### WHAT YOU ARE ASKED TO DO:
Rewrite every line from the one with "If you could mark the white dress" through the end of the rows below, requests included, scaling each point coordinate in the answers by 2.55. Round each result to a whole number, with halves going up.

### DATASET ROWS:
»»
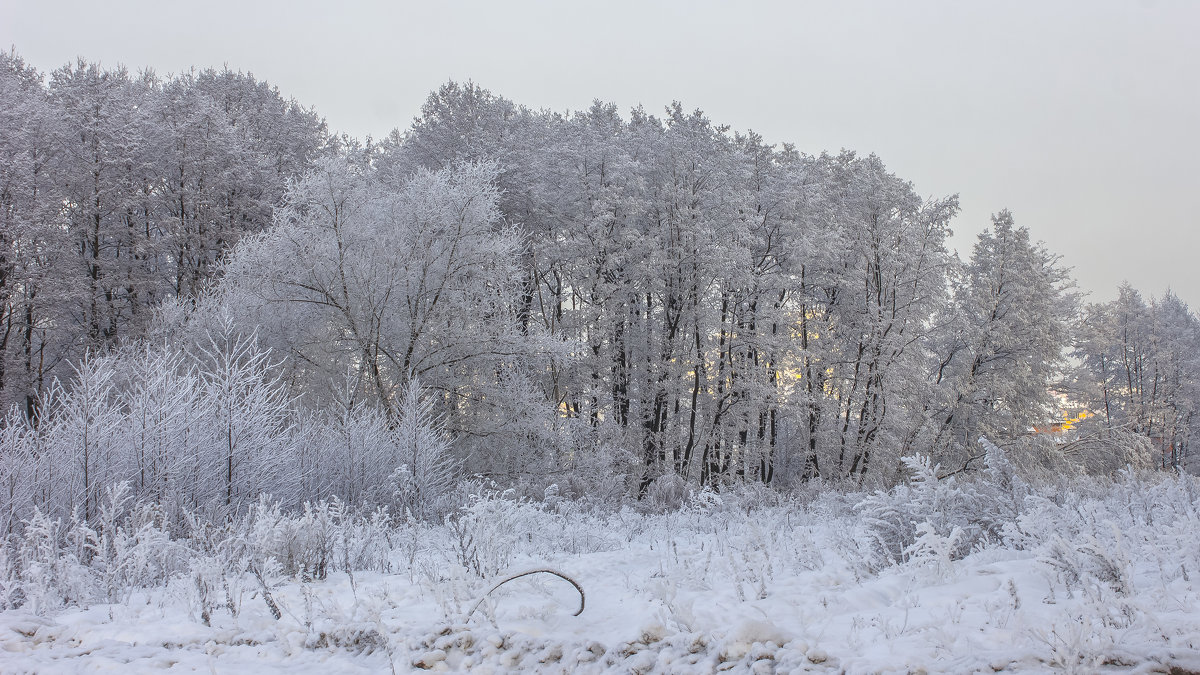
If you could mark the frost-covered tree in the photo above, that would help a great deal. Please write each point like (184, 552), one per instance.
(1138, 369)
(1006, 339)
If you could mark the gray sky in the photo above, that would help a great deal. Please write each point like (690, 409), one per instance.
(1081, 118)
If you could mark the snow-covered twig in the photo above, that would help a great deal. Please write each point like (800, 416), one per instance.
(526, 573)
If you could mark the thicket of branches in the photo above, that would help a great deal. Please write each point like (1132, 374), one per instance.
(208, 298)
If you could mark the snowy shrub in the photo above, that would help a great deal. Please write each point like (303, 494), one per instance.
(427, 473)
(967, 512)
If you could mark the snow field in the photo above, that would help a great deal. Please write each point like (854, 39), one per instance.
(1098, 578)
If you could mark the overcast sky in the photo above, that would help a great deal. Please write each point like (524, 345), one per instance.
(1081, 118)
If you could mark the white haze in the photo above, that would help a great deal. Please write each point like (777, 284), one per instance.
(1079, 117)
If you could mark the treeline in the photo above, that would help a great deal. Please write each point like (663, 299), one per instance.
(119, 191)
(581, 296)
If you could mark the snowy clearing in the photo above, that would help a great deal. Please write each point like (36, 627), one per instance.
(1098, 578)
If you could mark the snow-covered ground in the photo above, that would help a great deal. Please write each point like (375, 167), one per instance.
(1104, 577)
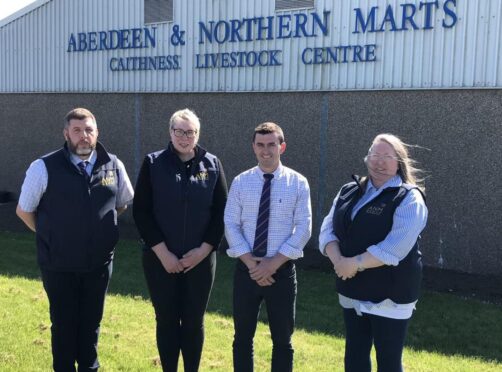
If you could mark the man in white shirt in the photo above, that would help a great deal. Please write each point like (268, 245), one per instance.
(268, 222)
(71, 199)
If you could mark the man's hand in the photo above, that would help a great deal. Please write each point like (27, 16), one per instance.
(252, 263)
(194, 256)
(265, 269)
(346, 267)
(168, 259)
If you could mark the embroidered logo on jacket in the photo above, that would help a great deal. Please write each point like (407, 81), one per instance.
(376, 210)
(109, 179)
(202, 176)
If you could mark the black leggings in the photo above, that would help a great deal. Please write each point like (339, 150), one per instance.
(180, 301)
(366, 330)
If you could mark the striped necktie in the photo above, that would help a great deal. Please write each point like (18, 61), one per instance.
(261, 232)
(83, 165)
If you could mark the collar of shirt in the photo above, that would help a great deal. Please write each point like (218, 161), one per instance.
(277, 173)
(91, 159)
(372, 192)
(393, 182)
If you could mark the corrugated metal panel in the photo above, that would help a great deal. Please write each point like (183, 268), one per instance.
(34, 55)
(158, 11)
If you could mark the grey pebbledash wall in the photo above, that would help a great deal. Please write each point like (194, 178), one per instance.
(327, 135)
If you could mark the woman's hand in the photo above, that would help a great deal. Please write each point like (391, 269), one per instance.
(194, 256)
(346, 267)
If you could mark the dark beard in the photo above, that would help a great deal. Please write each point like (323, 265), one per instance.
(79, 151)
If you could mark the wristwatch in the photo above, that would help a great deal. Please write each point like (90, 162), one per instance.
(359, 260)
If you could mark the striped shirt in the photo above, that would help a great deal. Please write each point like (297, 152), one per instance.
(290, 221)
(35, 183)
(409, 220)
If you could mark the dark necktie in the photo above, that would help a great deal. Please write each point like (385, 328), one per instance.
(83, 165)
(261, 232)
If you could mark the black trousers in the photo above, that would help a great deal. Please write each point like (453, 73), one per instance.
(180, 301)
(385, 333)
(76, 302)
(280, 299)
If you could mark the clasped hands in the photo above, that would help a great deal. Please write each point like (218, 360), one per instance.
(345, 267)
(192, 258)
(262, 271)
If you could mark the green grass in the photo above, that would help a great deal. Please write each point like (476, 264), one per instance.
(447, 333)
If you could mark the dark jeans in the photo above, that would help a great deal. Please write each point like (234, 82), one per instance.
(76, 302)
(362, 331)
(180, 301)
(280, 299)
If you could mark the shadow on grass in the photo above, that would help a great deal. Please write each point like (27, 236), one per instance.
(443, 323)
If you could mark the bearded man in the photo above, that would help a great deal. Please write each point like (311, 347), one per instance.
(71, 199)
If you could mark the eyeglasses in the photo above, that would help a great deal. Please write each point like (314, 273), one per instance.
(376, 157)
(188, 133)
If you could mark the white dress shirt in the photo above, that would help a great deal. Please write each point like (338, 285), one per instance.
(290, 221)
(35, 183)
««
### FULL RESPONSE:
If you could mark the white dress shirt in the photo above, that would help a great deal. Please write each point like (338, 285), one per instance.
(740, 564)
(89, 467)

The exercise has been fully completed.